* begin RECORDED DATA *
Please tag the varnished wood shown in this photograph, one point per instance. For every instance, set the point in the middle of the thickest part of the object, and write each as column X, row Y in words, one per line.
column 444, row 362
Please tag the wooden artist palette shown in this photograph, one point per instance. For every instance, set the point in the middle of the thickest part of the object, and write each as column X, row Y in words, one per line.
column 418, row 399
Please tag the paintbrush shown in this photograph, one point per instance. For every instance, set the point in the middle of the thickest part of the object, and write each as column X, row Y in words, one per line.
* end RECORDED DATA *
* begin RECORDED DATA *
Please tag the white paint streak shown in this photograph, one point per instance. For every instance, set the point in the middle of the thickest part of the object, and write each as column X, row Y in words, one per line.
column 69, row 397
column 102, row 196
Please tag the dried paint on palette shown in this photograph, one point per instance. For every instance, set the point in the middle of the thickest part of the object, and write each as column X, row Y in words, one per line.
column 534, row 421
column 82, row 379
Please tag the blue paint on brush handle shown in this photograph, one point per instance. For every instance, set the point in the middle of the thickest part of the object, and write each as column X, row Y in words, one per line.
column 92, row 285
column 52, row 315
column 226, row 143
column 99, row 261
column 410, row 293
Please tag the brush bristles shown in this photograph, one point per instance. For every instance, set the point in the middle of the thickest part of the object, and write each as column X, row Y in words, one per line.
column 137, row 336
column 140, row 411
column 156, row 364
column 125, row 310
* end RECORDED DATA *
Put the items in the stretch from the line containing "Please tag the dried" through the line containing "column 125, row 310" into a two-column CSV with the headers item_text and answer. Use one row per item, enclose each field in double quotes, and replace line breaks inside a field with spaces.

* TASK ANSWER:
item_text,answer
"Please tag the dried paint on palette shown in this photograph, one point per instance. For every instance, set the point in the middle of the thickest part of the object, and write each as column X, row Y in words, one per line.","column 534, row 421 column 82, row 379"
"Please tag the blue paint on brush handle shown in this photograph, one point per instance. For every instance, set the point in the middle of the thickest part of the object, and write each as column X, row Y in words, one per line.","column 92, row 285 column 52, row 315 column 226, row 143 column 99, row 261 column 410, row 293"
"Please tag the brush bristles shown in this photograph, one point per instance. For every instance, set the point in the middle of the thickest part of the object, and write each as column X, row Y in words, one per line.","column 137, row 336 column 140, row 411 column 156, row 364 column 125, row 310"